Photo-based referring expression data

--

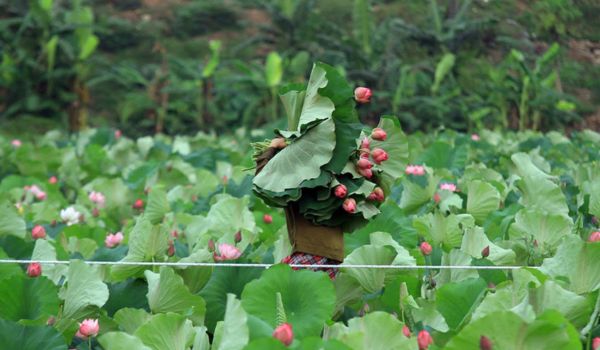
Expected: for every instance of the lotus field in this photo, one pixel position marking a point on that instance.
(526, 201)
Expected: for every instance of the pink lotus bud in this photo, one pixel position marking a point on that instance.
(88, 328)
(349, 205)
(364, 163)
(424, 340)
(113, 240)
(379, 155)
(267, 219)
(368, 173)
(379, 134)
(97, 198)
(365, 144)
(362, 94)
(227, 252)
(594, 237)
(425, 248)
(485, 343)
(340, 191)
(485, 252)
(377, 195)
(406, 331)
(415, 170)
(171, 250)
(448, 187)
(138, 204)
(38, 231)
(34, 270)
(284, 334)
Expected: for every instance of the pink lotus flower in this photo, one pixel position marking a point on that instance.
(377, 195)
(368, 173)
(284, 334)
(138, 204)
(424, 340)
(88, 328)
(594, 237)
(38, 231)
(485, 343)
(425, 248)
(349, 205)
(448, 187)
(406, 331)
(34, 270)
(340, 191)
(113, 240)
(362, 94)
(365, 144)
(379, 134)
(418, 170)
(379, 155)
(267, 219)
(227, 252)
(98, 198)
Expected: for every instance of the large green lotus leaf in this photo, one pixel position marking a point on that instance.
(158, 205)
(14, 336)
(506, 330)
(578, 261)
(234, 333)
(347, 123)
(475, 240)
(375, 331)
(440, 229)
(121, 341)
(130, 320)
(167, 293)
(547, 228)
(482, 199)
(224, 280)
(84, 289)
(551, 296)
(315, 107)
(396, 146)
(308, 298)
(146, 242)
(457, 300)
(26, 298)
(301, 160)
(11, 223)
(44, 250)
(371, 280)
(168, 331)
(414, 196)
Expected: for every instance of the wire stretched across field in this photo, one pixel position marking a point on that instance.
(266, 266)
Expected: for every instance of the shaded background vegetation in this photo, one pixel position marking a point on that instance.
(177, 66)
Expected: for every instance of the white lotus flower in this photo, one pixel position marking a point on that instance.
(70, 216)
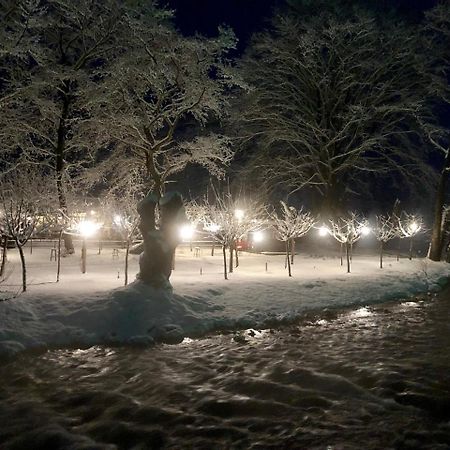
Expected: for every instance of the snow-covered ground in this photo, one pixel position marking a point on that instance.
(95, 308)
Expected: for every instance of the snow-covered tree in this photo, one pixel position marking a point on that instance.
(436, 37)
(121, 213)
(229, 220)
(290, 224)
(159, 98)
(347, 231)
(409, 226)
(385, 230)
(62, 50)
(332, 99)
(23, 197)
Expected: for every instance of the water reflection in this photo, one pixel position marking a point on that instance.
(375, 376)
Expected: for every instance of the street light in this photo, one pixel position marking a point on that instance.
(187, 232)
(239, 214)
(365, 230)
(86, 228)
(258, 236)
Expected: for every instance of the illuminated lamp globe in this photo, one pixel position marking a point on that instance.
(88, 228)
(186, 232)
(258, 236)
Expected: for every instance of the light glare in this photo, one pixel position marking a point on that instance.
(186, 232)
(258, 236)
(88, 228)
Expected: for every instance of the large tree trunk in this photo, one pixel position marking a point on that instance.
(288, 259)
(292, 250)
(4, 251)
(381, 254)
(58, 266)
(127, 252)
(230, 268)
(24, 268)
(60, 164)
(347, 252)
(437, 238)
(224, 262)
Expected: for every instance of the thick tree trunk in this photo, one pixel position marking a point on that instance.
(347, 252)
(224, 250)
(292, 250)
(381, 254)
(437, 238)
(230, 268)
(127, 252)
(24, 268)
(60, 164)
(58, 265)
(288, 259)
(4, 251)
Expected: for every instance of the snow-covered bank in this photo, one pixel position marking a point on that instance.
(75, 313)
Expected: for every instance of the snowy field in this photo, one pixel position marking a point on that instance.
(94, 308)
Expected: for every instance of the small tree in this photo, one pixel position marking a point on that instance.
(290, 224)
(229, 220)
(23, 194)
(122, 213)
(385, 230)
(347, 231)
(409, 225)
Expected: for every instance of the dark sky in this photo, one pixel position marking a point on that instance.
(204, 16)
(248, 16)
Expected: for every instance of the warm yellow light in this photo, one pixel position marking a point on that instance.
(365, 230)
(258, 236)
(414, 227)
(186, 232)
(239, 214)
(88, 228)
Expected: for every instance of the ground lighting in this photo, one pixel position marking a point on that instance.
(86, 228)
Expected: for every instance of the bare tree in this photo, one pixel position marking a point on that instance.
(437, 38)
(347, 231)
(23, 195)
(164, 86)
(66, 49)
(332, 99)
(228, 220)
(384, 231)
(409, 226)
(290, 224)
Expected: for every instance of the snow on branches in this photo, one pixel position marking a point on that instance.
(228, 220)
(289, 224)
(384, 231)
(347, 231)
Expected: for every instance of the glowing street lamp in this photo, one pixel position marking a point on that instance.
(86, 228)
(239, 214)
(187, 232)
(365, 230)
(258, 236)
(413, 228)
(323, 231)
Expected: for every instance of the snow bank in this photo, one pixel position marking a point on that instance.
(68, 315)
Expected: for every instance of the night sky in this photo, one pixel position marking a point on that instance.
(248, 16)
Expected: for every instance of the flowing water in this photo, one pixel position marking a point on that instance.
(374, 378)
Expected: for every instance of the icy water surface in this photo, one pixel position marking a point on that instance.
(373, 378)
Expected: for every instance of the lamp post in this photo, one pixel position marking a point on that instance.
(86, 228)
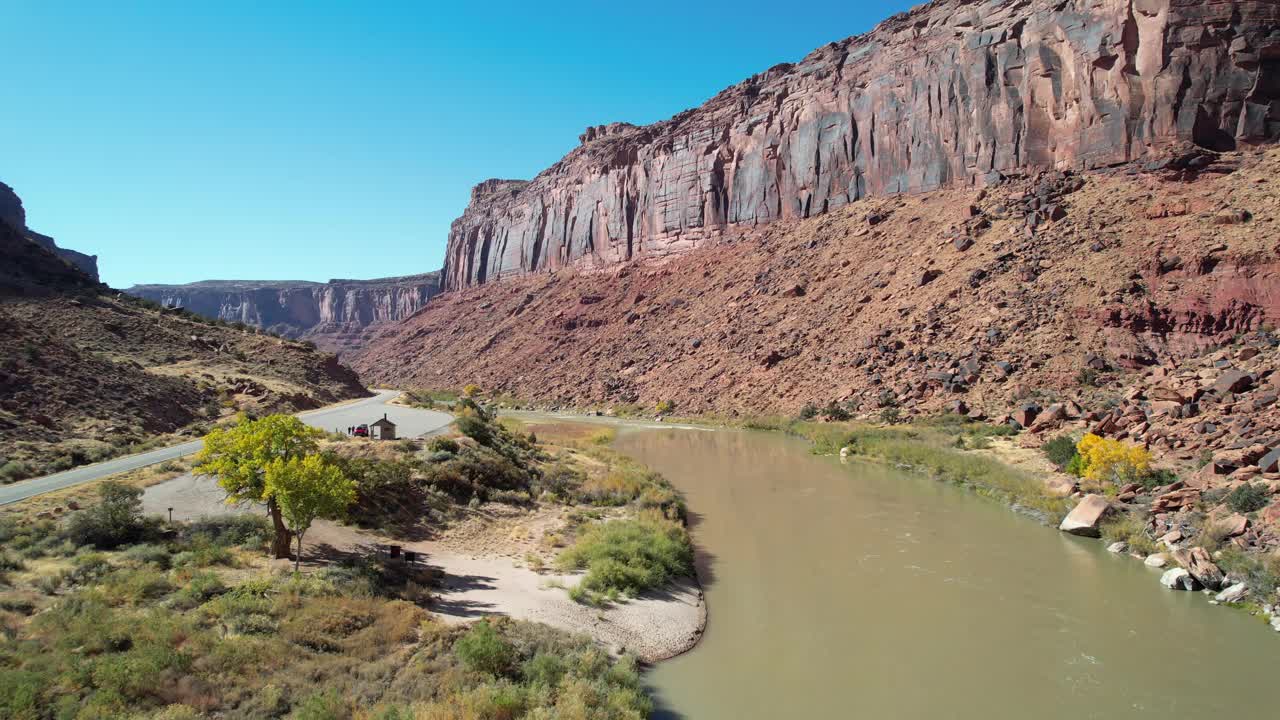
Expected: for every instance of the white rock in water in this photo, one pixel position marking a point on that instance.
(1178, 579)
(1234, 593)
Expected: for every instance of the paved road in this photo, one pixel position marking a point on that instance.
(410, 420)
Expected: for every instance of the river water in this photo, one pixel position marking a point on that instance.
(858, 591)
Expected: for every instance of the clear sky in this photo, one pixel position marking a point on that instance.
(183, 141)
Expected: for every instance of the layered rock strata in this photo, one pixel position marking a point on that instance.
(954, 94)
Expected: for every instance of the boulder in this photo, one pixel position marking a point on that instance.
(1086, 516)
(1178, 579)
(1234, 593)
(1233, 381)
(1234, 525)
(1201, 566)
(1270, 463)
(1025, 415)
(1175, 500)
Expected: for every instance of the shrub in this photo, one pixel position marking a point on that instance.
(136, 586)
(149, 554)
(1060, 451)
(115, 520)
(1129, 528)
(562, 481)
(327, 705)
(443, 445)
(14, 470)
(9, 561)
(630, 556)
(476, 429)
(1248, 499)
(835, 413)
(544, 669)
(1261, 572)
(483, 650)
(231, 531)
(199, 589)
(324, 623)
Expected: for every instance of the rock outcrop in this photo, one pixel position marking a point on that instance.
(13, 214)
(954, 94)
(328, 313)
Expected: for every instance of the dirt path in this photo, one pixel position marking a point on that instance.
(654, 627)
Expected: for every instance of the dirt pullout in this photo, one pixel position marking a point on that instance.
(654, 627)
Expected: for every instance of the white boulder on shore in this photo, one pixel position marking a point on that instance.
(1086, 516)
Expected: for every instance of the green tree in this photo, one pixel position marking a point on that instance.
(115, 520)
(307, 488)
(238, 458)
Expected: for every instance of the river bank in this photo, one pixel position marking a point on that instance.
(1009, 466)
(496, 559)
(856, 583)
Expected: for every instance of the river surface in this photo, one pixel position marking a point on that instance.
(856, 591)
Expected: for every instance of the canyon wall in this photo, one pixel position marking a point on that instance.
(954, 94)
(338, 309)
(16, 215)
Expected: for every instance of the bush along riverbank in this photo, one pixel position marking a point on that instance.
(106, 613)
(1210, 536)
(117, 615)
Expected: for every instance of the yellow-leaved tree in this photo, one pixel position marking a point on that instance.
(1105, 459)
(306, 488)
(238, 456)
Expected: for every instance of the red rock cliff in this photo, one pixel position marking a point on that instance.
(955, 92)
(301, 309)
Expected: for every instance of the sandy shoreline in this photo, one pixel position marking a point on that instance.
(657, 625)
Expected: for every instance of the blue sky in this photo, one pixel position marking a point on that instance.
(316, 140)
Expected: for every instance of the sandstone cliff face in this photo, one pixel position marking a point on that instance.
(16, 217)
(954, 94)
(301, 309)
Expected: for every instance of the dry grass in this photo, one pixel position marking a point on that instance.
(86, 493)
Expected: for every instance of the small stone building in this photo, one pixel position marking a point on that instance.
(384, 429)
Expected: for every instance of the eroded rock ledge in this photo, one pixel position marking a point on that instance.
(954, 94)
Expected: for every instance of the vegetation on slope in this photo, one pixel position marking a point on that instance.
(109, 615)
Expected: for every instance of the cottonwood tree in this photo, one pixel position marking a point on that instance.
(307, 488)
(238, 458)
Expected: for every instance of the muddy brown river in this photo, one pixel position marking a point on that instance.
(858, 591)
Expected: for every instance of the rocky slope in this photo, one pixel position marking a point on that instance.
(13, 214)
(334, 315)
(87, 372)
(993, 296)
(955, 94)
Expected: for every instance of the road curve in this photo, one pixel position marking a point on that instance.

--

The task ->
Beginning with the line that contains "Expected: for every instance of the rocky", set down every line through the end of the data without change.

Result for this task ->
Expected: for every instance of the rocky slope in this photo, one pixel position marking a point on that instance.
(13, 214)
(334, 315)
(87, 372)
(993, 296)
(955, 94)
Expected: for every instance of the road curve in this photo, one pixel position marking a point on that instance.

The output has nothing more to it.